Collected data

***

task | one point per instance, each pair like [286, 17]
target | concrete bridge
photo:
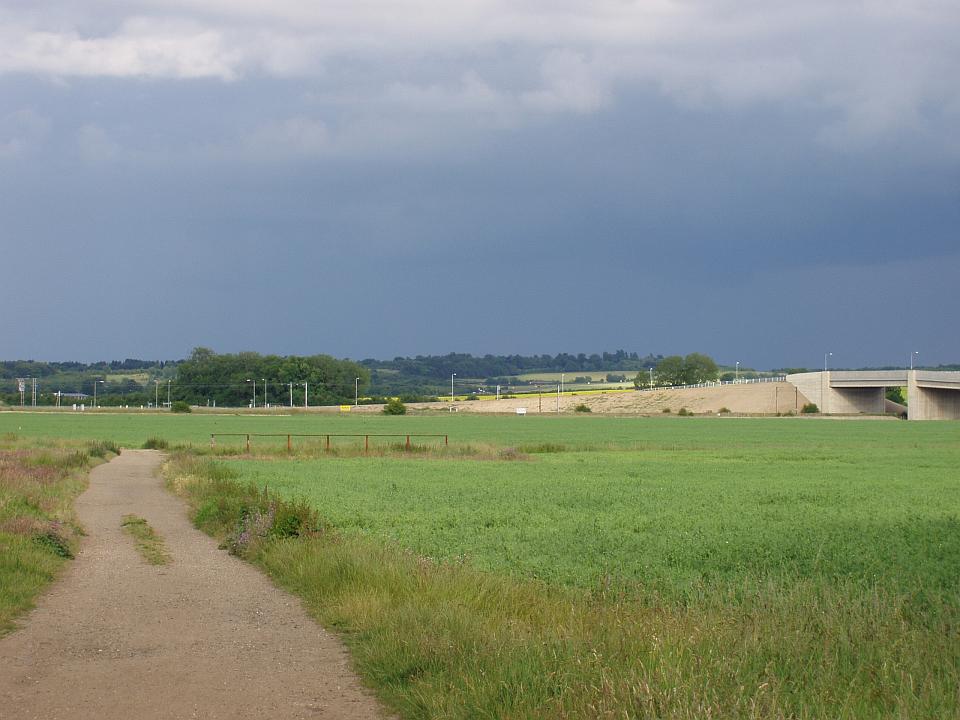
[931, 394]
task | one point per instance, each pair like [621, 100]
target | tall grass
[38, 530]
[442, 639]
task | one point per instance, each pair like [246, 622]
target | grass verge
[38, 528]
[150, 545]
[446, 640]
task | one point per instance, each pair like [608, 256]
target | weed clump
[543, 448]
[250, 514]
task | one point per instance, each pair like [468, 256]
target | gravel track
[207, 636]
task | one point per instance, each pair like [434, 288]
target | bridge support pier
[931, 394]
[926, 401]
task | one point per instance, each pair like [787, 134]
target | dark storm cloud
[415, 178]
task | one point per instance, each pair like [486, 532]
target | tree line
[235, 380]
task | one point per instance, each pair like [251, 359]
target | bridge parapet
[868, 378]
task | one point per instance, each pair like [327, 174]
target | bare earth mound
[204, 637]
[747, 398]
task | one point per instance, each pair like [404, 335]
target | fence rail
[289, 436]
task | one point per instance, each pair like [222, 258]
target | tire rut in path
[207, 636]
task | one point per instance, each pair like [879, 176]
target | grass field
[39, 480]
[603, 567]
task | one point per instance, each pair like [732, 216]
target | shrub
[395, 406]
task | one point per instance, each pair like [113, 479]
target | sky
[764, 182]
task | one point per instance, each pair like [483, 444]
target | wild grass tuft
[148, 543]
[38, 531]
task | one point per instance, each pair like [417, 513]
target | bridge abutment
[933, 396]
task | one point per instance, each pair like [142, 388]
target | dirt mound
[745, 398]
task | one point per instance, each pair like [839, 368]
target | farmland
[669, 567]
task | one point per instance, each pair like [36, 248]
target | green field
[603, 567]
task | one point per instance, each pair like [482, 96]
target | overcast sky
[760, 181]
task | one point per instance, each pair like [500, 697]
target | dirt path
[207, 636]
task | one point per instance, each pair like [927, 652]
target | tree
[669, 371]
[698, 368]
[690, 370]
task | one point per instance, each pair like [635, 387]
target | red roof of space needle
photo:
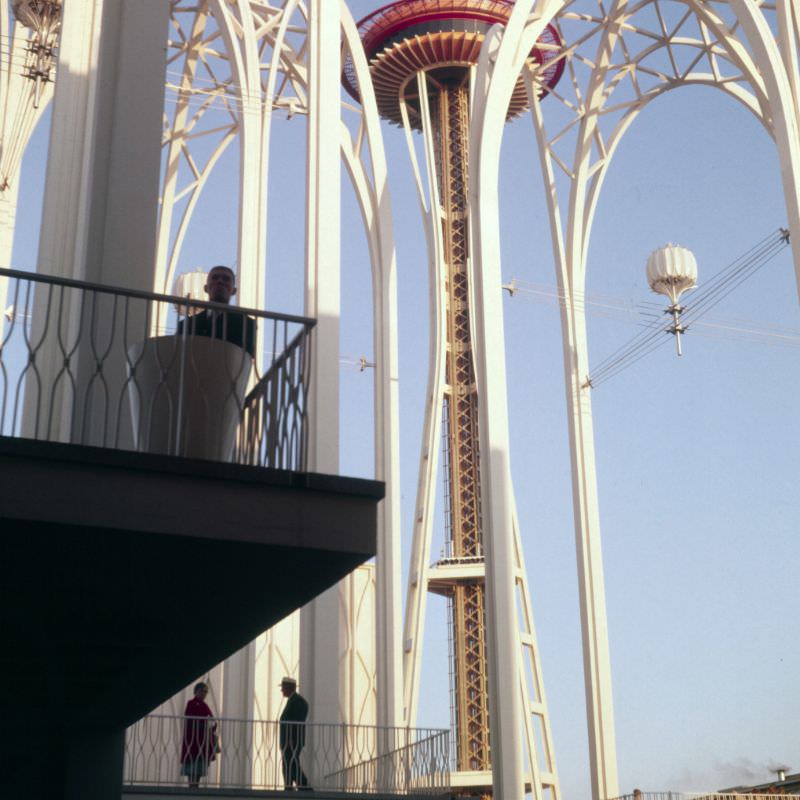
[407, 36]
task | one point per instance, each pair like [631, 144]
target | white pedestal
[186, 395]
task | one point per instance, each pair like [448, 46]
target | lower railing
[699, 795]
[252, 754]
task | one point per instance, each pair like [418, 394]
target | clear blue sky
[696, 456]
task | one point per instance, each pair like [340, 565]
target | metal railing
[251, 754]
[83, 363]
[699, 796]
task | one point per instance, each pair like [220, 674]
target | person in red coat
[199, 746]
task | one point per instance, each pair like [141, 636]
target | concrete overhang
[126, 575]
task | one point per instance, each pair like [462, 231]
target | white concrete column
[99, 218]
[322, 625]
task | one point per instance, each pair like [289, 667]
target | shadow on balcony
[156, 510]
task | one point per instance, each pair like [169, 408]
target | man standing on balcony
[293, 735]
[230, 326]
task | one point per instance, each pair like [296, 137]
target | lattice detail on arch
[619, 59]
[210, 89]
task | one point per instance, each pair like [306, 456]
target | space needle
[423, 55]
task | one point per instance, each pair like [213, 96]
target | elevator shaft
[449, 105]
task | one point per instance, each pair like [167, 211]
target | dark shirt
[294, 736]
[230, 326]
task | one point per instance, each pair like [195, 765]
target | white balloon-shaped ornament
[671, 271]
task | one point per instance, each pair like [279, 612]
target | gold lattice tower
[442, 38]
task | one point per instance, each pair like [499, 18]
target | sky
[696, 463]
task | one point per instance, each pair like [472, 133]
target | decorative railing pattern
[247, 754]
[83, 363]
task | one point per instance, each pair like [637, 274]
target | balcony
[156, 510]
[352, 759]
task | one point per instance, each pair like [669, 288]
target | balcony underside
[125, 575]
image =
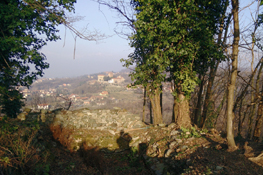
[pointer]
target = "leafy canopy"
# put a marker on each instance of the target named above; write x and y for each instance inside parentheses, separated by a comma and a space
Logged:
(174, 37)
(25, 27)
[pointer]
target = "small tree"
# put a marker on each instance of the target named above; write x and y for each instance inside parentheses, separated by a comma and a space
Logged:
(25, 27)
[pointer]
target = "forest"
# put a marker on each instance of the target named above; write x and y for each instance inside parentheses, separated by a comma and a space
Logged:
(210, 58)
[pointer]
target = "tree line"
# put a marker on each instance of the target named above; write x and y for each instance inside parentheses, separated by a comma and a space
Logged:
(184, 43)
(180, 42)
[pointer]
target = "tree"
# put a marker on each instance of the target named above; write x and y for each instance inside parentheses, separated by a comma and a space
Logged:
(231, 86)
(25, 27)
(174, 37)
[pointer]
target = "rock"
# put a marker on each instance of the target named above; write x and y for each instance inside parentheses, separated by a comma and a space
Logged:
(162, 125)
(219, 168)
(172, 126)
(173, 145)
(168, 152)
(158, 168)
(22, 116)
(174, 132)
(111, 131)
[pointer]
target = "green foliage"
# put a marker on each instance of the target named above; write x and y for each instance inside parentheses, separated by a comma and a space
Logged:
(25, 27)
(133, 156)
(42, 169)
(191, 132)
(106, 78)
(18, 147)
(174, 37)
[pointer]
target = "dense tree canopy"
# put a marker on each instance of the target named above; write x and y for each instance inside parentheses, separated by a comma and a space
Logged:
(175, 38)
(25, 27)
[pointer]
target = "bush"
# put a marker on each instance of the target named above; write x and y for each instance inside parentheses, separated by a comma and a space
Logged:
(20, 151)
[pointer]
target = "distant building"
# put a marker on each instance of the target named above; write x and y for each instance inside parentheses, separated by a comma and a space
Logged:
(43, 106)
(117, 80)
(110, 74)
(104, 93)
(101, 77)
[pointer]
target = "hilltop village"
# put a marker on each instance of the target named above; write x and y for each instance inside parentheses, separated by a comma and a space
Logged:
(105, 90)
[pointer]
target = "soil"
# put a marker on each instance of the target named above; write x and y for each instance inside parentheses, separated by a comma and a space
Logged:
(205, 155)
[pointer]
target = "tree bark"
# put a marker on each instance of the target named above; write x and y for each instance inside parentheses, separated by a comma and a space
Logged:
(144, 104)
(198, 108)
(213, 68)
(157, 111)
(259, 118)
(181, 109)
(182, 119)
(233, 76)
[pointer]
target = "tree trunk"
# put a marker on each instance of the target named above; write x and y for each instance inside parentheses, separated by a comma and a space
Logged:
(259, 122)
(259, 119)
(233, 76)
(151, 113)
(157, 111)
(213, 68)
(181, 111)
(198, 108)
(144, 104)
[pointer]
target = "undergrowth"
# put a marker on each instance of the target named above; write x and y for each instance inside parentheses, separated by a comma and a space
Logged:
(20, 151)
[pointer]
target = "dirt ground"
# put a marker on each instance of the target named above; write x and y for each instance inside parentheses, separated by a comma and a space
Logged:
(209, 156)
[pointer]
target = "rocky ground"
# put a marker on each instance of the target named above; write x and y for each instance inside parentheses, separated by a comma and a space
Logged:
(160, 150)
(168, 151)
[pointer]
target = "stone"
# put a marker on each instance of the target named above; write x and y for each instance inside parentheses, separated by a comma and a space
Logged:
(22, 116)
(174, 132)
(158, 168)
(168, 152)
(111, 131)
(173, 145)
(219, 168)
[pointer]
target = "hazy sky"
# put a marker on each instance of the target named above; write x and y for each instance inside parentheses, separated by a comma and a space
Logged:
(91, 57)
(94, 57)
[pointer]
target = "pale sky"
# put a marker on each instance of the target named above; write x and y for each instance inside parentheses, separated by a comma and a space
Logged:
(94, 57)
(91, 57)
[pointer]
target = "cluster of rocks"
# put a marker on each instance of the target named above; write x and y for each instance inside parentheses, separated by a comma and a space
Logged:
(98, 119)
(118, 130)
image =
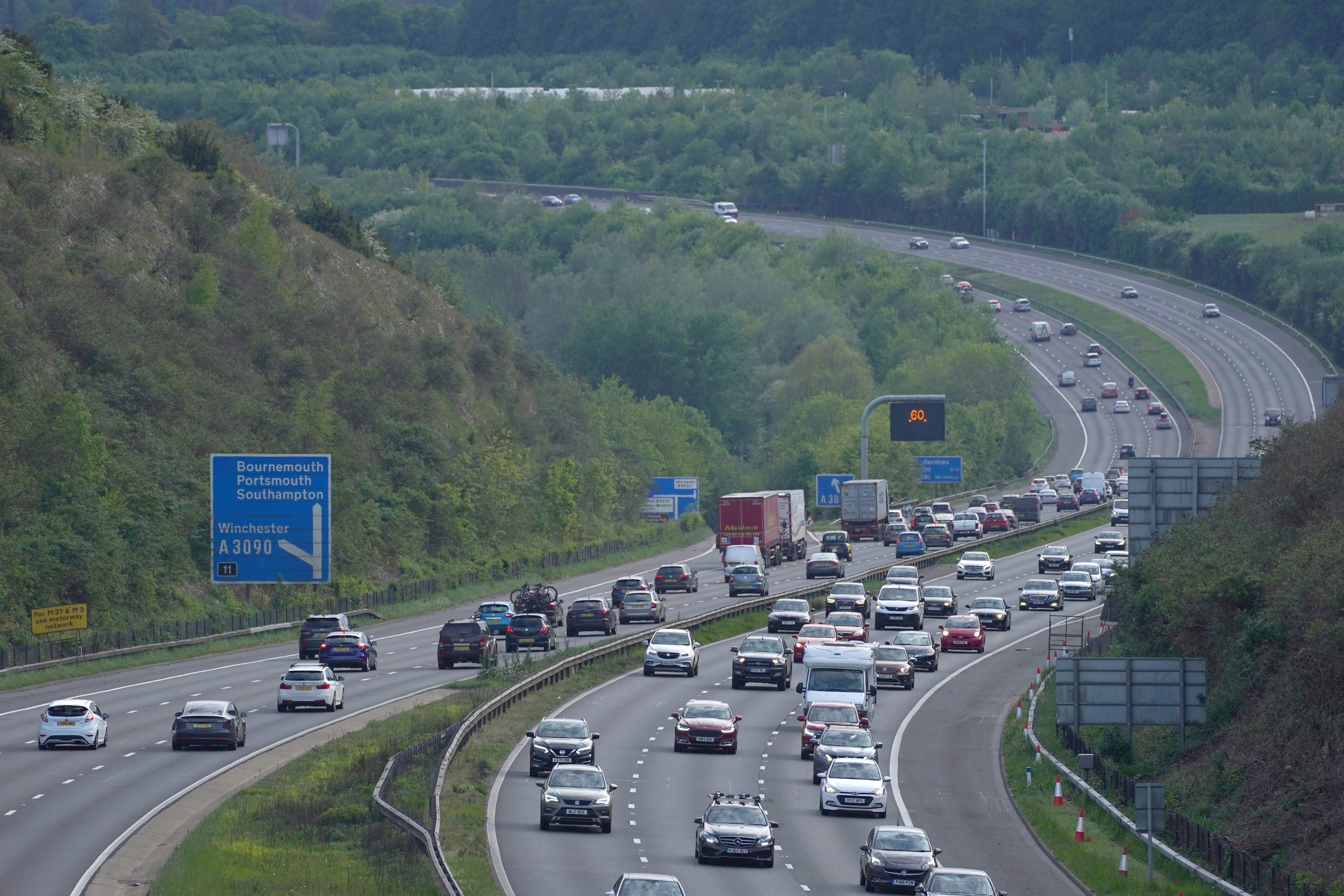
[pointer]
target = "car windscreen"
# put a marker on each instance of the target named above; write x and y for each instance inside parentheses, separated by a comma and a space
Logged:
(578, 778)
(68, 711)
(959, 884)
(562, 729)
(846, 680)
(846, 737)
(904, 841)
(736, 816)
(855, 770)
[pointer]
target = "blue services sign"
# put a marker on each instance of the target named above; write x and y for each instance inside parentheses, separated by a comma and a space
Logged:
(828, 488)
(940, 469)
(671, 496)
(271, 518)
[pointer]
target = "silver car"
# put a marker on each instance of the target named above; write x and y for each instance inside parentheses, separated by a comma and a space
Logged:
(577, 796)
(74, 723)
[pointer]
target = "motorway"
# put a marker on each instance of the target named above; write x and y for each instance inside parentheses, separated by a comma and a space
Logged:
(943, 750)
(1253, 363)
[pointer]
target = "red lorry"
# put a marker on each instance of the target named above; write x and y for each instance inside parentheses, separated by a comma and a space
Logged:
(752, 519)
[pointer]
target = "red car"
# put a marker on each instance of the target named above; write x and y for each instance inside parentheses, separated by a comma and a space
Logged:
(820, 717)
(706, 725)
(850, 626)
(812, 633)
(963, 633)
(998, 522)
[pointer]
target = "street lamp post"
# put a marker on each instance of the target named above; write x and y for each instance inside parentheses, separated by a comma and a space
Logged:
(279, 136)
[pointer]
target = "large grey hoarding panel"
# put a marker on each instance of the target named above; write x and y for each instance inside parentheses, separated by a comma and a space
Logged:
(1129, 691)
(1164, 492)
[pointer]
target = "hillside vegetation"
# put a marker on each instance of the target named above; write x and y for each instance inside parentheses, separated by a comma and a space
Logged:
(1255, 588)
(158, 307)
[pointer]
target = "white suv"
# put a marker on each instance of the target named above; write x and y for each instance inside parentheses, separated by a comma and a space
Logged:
(73, 722)
(311, 684)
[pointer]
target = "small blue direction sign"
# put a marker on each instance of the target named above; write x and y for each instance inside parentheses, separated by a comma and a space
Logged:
(828, 488)
(940, 469)
(271, 518)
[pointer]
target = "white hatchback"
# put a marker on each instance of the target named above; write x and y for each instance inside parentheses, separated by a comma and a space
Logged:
(78, 723)
(311, 684)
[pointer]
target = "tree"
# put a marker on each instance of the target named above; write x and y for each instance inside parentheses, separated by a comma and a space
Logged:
(136, 27)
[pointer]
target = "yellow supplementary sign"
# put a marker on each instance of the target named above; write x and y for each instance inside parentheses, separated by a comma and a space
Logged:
(68, 617)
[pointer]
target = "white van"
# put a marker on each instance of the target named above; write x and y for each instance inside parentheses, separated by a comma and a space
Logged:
(839, 672)
(737, 555)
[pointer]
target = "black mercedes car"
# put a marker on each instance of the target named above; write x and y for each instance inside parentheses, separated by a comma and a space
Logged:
(790, 614)
(736, 826)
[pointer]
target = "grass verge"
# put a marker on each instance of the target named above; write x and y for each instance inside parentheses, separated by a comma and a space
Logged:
(312, 825)
(472, 772)
(430, 604)
(1156, 354)
(1096, 860)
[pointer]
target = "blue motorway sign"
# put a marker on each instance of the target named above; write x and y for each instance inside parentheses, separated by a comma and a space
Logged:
(940, 469)
(271, 518)
(828, 488)
(671, 496)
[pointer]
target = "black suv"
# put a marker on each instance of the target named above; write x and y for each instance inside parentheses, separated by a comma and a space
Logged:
(764, 660)
(736, 826)
(838, 543)
(467, 641)
(314, 633)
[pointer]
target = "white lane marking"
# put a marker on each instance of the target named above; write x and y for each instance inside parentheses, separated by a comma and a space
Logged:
(910, 715)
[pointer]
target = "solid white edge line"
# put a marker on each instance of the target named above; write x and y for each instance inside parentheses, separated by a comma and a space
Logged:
(910, 715)
(148, 816)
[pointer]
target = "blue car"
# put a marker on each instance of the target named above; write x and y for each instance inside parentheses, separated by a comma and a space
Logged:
(497, 614)
(909, 545)
(344, 648)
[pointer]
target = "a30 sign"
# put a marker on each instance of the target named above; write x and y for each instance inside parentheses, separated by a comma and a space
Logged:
(919, 422)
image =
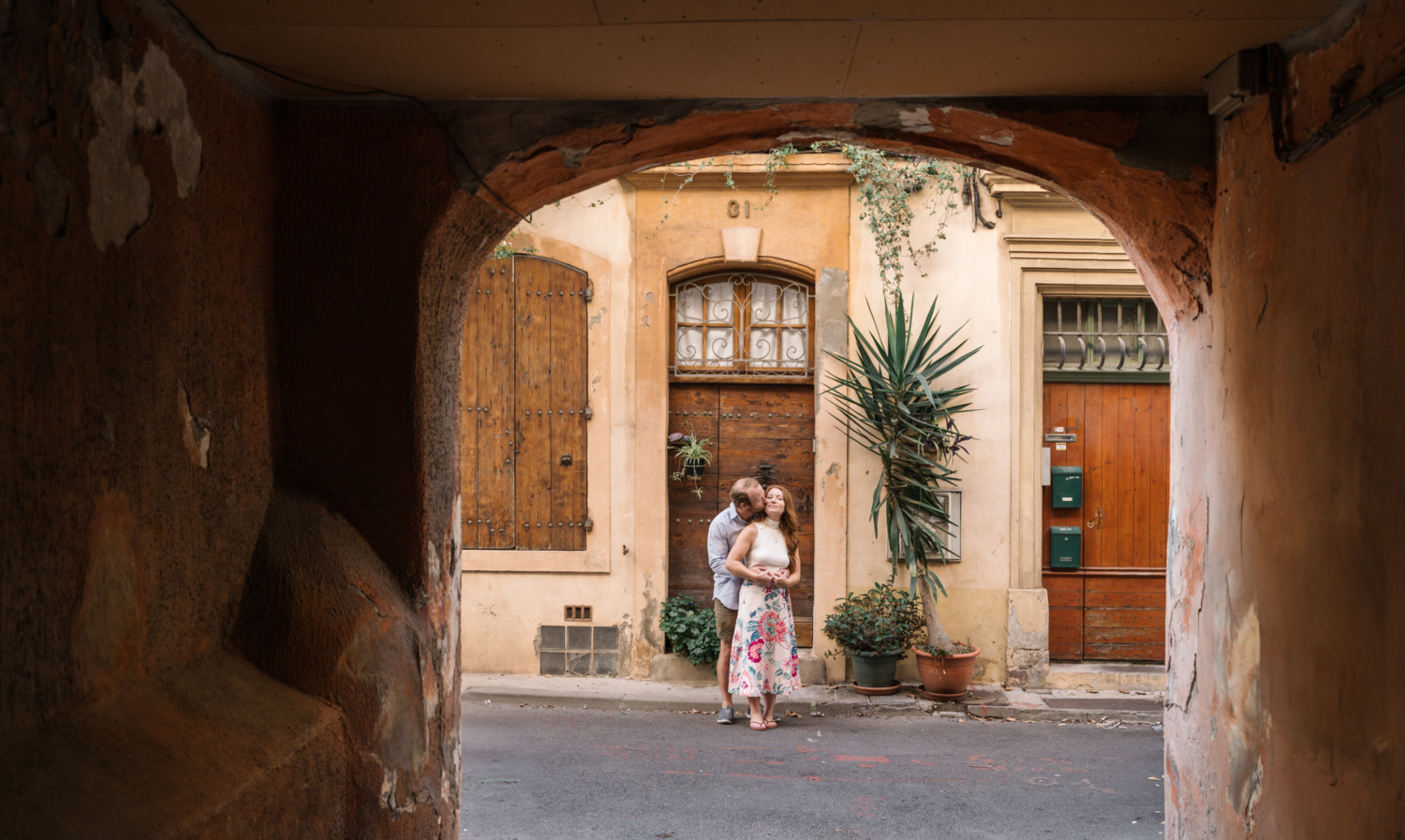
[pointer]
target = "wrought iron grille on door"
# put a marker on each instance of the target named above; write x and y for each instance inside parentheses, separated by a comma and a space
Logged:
(1104, 336)
(742, 323)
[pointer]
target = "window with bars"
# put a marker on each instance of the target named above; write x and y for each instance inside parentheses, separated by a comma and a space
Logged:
(1104, 337)
(742, 323)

***

Instructions to follow - For the word "motorway", count the lines of the records that contain it and give only the number.

Solution below - 2